| GIVEN REQUEST 1 |
Return the listing below character for character, leaving out the passage about Shelly.

| SOURCE PASSAGE |
According to Karen Dee, it was almost like Shelly didn’t even hear the word “no.”
- Karen Dee: I think sometimes we got gigs so that Shelly would stop calling.
Even while driving to gigs, Shelly was keeping an eye out for places she could book.
- Karen Dee: If we drive by a place, “Well, I wonder who books that?” [laughs] I mean, it could be Joe’s Smokehouse in wherever, you know, “Oh, that might make a good connecting gig.”
Shelly’s contact list and her business acumen were growing and her bandmates were taking notice.
- Karen Dee: She never signed an exclusive with any booking agent. She would call the venue, find out who booked the venue, and then contact that agent on her own. Smartest thing I’ve ever seen. Worked twice as much as anybody else. Because these other agents are so greedy. They know if they send you over here, that’s got an agency on the room, everybody splitting the fee.
- Paula Jo: We always said if Shelly was a booking agent, she would have made millions, okay? Because she really was, she was very, very good.
I hear what Paula Jo is saying there, but I don’t think Shelly would have been as good a booking agent for anyone but herself. She possessed that critical quality all artists need, which is an almost unreasonable amount of self-confidence. You have to believe in yourself 100% to get other people to believe in you too. And you have a little pilot light under you at all times that keeps you working towards your goals. Shelly’s pilot light was more like a bonfire. And to torture the metaphor:
- Karen Pendley: She burns a candle at both ends, doesn’t really, not taking care of herself the best.
Amanda McCoy told me that driving through the night just so Shelly could make it to a shift on Broadway was a remarkable feat of endurance with a downside.
- Amanda: We would drop her off at these gigs. I know you’ve heard all of those stories. You know, just, the hustle was so commendable but also so dangerous to everyone else and her.

| SOURCE DATA |
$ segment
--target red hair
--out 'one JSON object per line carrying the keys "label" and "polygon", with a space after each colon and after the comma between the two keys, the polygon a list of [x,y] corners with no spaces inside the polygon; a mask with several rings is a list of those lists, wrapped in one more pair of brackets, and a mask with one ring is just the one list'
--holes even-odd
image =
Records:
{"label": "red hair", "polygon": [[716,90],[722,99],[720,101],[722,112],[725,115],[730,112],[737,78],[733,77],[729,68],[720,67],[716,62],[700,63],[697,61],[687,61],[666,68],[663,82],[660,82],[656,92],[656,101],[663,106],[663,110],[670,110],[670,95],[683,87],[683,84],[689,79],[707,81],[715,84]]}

| GIVEN REQUEST 2 |
Using the passage about Shelly, decide whether each statement agrees with it. Answer yes or no for each, and quote the deciding words.
(a) Shelly signed an exclusive with a booking agent.
(b) Paula Jo says Shelly would have made millions as a booking agent.
(c) Amanda McCoy says that driving through the night so Shelly could make a shift on Broadway had no downside.

| FULL RESPONSE 1 |
$ segment
--target red hair
--out 'one JSON object per line carrying the keys "label" and "polygon", with a space after each colon and after the comma between the two keys, the polygon a list of [x,y] corners with no spaces inside the polygon; a mask with several rings is a list of those lists, wrapped in one more pair of brackets, and a mask with one ring is just the one list'
--holes even-odd
image =
Records:
{"label": "red hair", "polygon": [[716,90],[722,99],[720,101],[722,112],[725,115],[730,112],[737,78],[733,77],[729,68],[720,67],[716,62],[700,63],[697,61],[687,61],[666,68],[663,82],[660,82],[656,92],[656,101],[663,106],[663,110],[670,110],[670,95],[683,87],[683,84],[689,79],[707,81],[715,84]]}

| FULL RESPONSE 2 |
(a) No: "She never signed an exclusive with any booking agent."
(b) Yes: "We always said if Shelly was a booking agent, she would have made millions"
(c) No: "a remarkable feat of endurance with a downside"